> Required actions:
a. In the Nifty market commentary, above what level must the Index close for the intermediate trend to change to up?
b. Carry on the Nifty market commentary from its final sentence.

> Source extract:

※

If 3850 holds, we may be looking at a period of choppy market movment as Q1 results start coming in from July 7 onwards.
Gains made in the market in coming days will not signal the start of a bull market. The bear market is barely six months old. It is probably not over. Then, bull markets start after a prolonged period of base building, probably months or even years. Therefore, rallies should be used for short term trading or even selling at higher levels.

Wednesday, July 2, 2008

Smart Rally in Stock Market

The Nifty made a new low today at 3848. 25, but what is significant is that it rallied from these levels with gains of nearly 200 points during the day itself. Today's market move should qualify as a bullish reversal day. Now that a low is in place, we will soon find out if the bulls have enough strength to provide support at this low.
The short term trend is UP today after this bullish reversal. The Index needs to close below 3848 for this trend to change to down. We now have a pivot low against which we can compare the movements of the Nifty. So far as 3848 holds, the short term trend should be up.
The Intermediate trend remains down. One day cannot change this trend to UP.The last minor high was made at 4325. A close above this pivot will change the intermediate trend to up.
Is this the start of a new bull market ?
Well, considering the pessimism that prevailed even today in the morning, a four hour rally cannot change the overall trend of the market. Fortunately, the Market can answer this question by moving up and closing above 4325. We wll then assume that the down trend is over.
Is this a bear rally ?
That's what we assume so far the Nifty remains below the last pivot high at 4325. Once this is taken out, we classify this rally as the first leg of an up move.
If I wait for 4325, then will I miss all the up move ?
Why should you think so ? If this is the start of a new bull market, then surely the Nifty will go much higher than 4325. If this is a bear rally, then by waiting it is possible to avoid an unneccessary whipsaw.

Tuesday, July 1, 2008

Blame it on Crude Prices

This is a bear market in full form. The Nifty closed below 4000, today, at 3896.75 to be exact, a 15 month low. The Index was down 3.56%.

※

[Stored items]
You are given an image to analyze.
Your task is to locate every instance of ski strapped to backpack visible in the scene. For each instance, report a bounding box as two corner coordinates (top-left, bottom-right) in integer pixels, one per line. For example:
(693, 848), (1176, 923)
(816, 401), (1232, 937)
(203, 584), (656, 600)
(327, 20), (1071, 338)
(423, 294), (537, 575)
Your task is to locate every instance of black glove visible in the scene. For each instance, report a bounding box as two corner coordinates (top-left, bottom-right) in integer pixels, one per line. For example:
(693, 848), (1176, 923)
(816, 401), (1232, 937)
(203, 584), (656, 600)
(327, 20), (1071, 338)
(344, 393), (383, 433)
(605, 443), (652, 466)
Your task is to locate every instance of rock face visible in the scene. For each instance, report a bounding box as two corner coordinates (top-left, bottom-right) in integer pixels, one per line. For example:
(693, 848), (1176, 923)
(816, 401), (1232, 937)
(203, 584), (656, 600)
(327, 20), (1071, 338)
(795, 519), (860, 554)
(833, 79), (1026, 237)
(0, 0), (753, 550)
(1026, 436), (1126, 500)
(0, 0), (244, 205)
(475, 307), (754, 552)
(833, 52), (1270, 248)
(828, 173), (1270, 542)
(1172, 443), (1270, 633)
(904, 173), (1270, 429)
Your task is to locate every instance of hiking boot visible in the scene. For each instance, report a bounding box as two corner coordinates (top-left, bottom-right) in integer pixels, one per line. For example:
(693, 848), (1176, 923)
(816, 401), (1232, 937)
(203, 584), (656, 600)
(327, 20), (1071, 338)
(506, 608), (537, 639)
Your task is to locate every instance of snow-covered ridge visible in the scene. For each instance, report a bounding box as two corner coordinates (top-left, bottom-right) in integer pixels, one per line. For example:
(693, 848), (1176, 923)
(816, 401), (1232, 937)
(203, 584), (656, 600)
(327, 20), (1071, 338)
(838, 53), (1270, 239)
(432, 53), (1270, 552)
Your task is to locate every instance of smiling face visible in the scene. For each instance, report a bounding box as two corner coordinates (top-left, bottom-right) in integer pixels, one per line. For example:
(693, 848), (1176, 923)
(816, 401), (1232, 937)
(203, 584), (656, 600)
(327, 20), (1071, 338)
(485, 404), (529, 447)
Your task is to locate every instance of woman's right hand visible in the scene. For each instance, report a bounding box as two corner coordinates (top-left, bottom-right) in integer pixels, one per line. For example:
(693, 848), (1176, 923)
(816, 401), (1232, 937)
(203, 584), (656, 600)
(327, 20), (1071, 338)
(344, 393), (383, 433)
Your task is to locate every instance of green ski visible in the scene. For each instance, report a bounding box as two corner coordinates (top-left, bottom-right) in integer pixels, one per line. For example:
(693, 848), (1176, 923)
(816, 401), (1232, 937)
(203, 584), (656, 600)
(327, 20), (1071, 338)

※

> Results in order:
a. 4325, the last minor high.

b.
Technical Analysis teaches us that new highs should be bought, while new lows should be sold. As the Nifty keeps on making new lows, selling opportunities arise. Now, the last of these sales will be a losing trade. This will happen when the Nifty begins its up move after making a short term low. A loss in a short position will be the first sign that the short term trend is changing to up.
On CNBC today morning, Udayan Mukherjee gave an excellent presentation of the excuses given by analysts when the markets do not behave according to their wishes. Instead of accepting that the market is supreme, the analyst provides some reason why the market did not do what the analysts said it will do. During the bull market the reason why stock prices were going up was "Liquidity". For the Technical Trader like me the reason was: Bull markets will see higher prices as the trend is UP. But, for the fundamental analyst, this would mean that the market knew more. So,the reason became "Liquidity". Now, as the market plunges down, day after day, the reason is: Crude Prices. The analyst tells us: everything would have been fine but for higher crude prices. Blame everything on crude. India is facing political uncertainty - because of higher crude. World markets are falling - due to higher crude prices. The sub prime crisis - thanks to higher crude. Real estate stocks in India have come to 25% of their highs - blame it on crude prices. The fact is that crude prices are just a small part of the bear market. Markets are falling because there are more sellers than buyers.